### [GOAL]
Which lines run from the line with "point: man standing" to the end of the entries? Write out exactly those, leaving out the pictures.

### [LISTED RECORDS]
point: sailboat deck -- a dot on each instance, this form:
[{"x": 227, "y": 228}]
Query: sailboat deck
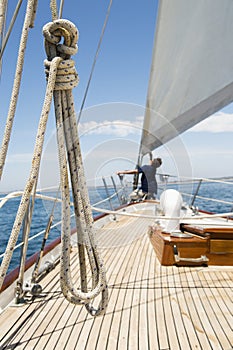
[{"x": 150, "y": 306}]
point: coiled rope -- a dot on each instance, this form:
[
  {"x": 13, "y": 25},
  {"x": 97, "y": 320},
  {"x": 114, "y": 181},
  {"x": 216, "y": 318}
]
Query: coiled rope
[
  {"x": 69, "y": 149},
  {"x": 28, "y": 23}
]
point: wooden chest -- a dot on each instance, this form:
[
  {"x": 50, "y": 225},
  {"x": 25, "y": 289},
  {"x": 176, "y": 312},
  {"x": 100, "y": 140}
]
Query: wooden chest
[{"x": 197, "y": 247}]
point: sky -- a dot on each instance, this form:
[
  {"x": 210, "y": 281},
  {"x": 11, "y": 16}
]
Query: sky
[{"x": 110, "y": 125}]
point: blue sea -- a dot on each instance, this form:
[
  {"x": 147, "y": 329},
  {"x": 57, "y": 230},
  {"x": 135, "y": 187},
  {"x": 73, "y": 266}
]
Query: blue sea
[{"x": 43, "y": 209}]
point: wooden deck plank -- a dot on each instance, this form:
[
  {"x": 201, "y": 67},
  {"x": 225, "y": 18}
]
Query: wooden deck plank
[
  {"x": 152, "y": 325},
  {"x": 150, "y": 306}
]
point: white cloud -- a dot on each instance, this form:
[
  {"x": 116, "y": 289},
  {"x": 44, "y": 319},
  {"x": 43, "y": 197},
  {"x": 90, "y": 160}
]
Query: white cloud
[
  {"x": 119, "y": 128},
  {"x": 219, "y": 122}
]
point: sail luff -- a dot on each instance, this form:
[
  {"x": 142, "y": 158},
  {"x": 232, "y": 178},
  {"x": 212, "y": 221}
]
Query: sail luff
[{"x": 192, "y": 68}]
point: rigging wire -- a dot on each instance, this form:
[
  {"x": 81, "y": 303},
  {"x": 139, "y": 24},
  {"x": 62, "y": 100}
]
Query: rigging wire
[
  {"x": 6, "y": 37},
  {"x": 95, "y": 59}
]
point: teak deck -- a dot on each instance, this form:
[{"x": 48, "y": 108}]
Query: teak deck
[
  {"x": 213, "y": 243},
  {"x": 150, "y": 306}
]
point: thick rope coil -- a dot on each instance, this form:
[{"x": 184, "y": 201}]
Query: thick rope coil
[
  {"x": 33, "y": 173},
  {"x": 68, "y": 145}
]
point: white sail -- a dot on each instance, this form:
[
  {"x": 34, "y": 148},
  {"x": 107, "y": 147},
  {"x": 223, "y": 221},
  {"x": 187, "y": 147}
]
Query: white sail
[{"x": 192, "y": 67}]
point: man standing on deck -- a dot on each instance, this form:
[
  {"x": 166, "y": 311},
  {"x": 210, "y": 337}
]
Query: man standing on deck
[{"x": 148, "y": 189}]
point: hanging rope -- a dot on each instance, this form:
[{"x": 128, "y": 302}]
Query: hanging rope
[
  {"x": 28, "y": 23},
  {"x": 69, "y": 149},
  {"x": 95, "y": 59}
]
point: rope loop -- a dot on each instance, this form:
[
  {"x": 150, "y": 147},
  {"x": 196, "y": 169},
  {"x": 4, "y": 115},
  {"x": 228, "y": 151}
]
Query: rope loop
[
  {"x": 53, "y": 33},
  {"x": 67, "y": 77}
]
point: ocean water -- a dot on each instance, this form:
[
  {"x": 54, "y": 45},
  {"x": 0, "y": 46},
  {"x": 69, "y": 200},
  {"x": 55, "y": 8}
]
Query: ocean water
[{"x": 43, "y": 209}]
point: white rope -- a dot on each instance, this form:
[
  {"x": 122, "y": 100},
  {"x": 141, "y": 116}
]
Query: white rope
[
  {"x": 29, "y": 17},
  {"x": 68, "y": 141},
  {"x": 34, "y": 171}
]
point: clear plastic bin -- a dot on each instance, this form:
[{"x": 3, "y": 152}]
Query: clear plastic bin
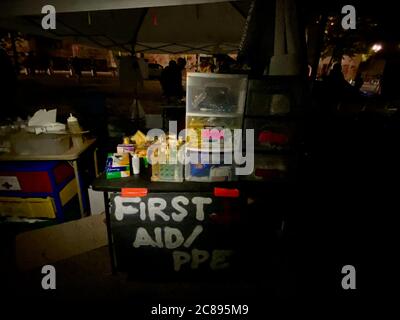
[
  {"x": 209, "y": 167},
  {"x": 211, "y": 130},
  {"x": 167, "y": 172},
  {"x": 210, "y": 93},
  {"x": 270, "y": 134}
]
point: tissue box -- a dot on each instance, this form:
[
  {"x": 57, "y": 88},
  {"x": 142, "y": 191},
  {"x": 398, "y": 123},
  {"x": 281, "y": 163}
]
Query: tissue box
[{"x": 118, "y": 165}]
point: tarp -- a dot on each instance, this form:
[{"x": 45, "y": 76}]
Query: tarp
[{"x": 195, "y": 28}]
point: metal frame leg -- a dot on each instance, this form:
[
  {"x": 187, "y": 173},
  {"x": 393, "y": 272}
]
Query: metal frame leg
[
  {"x": 109, "y": 233},
  {"x": 78, "y": 185}
]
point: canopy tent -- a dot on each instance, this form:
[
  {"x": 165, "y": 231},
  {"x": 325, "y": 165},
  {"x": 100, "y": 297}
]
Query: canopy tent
[{"x": 199, "y": 26}]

### [SOLUTION FOR THIS TASK]
point: man standing on deck -- a dot on each instance, this form:
[
  {"x": 166, "y": 311},
  {"x": 210, "y": 337}
]
Query: man standing on deck
[{"x": 148, "y": 189}]
point: hanging rope -- a dot on each instance, this form:
[{"x": 128, "y": 302}]
Query: hanging rope
[
  {"x": 28, "y": 23},
  {"x": 69, "y": 149},
  {"x": 95, "y": 59}
]
point: rope loop -- a dot on each instance, this form:
[
  {"x": 150, "y": 147},
  {"x": 196, "y": 169},
  {"x": 4, "y": 115},
  {"x": 228, "y": 151}
]
Query: rope loop
[
  {"x": 53, "y": 33},
  {"x": 67, "y": 77}
]
point: ocean water -- a dot on each instance, this form:
[
  {"x": 54, "y": 45},
  {"x": 0, "y": 46},
  {"x": 69, "y": 200},
  {"x": 55, "y": 8}
]
Query: ocean water
[{"x": 43, "y": 209}]
point: white rope -- a dot on each instance, this form:
[
  {"x": 122, "y": 100},
  {"x": 141, "y": 116}
]
Query: white rope
[
  {"x": 29, "y": 17},
  {"x": 68, "y": 141},
  {"x": 34, "y": 171}
]
point: clear plastic bin -- a dot on each instance, this form:
[{"x": 3, "y": 152}]
Query: clear plastic bin
[
  {"x": 209, "y": 167},
  {"x": 211, "y": 130},
  {"x": 167, "y": 172},
  {"x": 210, "y": 93},
  {"x": 270, "y": 134}
]
point: tissue box -- a dot on each instance, this form:
[
  {"x": 57, "y": 88},
  {"x": 142, "y": 191},
  {"x": 398, "y": 123},
  {"x": 281, "y": 163}
]
Query: tissue box
[{"x": 118, "y": 165}]
point: tarp -- a dot on each instance, this form:
[{"x": 45, "y": 76}]
Query: tarp
[{"x": 195, "y": 28}]
point: metal frame leg -- a dot on each instance, this form:
[
  {"x": 187, "y": 173},
  {"x": 393, "y": 272}
]
Query: metal frame leg
[
  {"x": 109, "y": 233},
  {"x": 78, "y": 185}
]
point: canopy tent -- a dot on each instance, this form:
[
  {"x": 165, "y": 231},
  {"x": 325, "y": 165},
  {"x": 100, "y": 297}
]
Query: canopy tent
[{"x": 199, "y": 26}]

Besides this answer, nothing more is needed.